====== EXTRACTED ENTRIES ======

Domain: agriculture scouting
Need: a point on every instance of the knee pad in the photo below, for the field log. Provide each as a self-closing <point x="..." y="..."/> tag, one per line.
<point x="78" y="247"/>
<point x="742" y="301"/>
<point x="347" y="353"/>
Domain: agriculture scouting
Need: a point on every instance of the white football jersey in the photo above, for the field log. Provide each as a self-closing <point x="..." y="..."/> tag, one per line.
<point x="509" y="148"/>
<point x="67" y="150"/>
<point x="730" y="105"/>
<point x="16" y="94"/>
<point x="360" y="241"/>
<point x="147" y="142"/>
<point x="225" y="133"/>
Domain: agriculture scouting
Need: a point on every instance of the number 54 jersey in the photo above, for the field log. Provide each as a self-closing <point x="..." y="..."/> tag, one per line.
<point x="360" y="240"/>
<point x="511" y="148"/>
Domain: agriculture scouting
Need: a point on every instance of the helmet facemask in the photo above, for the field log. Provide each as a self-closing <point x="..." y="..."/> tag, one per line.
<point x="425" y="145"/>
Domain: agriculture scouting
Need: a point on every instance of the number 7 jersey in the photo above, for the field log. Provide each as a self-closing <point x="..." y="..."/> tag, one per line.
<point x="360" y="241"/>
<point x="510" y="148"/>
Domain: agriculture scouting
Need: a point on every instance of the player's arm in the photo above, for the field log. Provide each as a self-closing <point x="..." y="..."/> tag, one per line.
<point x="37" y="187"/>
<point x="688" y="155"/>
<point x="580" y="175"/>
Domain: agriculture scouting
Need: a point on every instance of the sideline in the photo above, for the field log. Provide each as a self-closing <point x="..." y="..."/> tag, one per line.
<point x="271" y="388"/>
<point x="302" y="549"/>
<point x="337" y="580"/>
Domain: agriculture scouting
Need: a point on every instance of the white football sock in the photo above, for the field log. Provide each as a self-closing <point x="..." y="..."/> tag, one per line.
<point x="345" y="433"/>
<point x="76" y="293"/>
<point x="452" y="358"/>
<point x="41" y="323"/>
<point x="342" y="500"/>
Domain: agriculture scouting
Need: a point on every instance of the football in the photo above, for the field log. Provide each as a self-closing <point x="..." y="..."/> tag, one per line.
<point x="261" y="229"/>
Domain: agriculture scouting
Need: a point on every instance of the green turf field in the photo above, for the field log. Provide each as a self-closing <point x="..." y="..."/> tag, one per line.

======

_INSTRUCTIONS FOR THE TASK_: Please gather every line from the entries above that contains the string "number", treating uppercase and lowercase as different, and copy each line in full.

_THE OUTPUT_:
Need: a point on every instance of the number 54 jersey in the photo above, for the field log. Provide each as a self-closing <point x="..." y="..."/> tag, one per line.
Need: a point on every instance of the number 7 jersey in the photo above, for the field log. Provide each as a self-closing <point x="..." y="..."/> tag, one per line.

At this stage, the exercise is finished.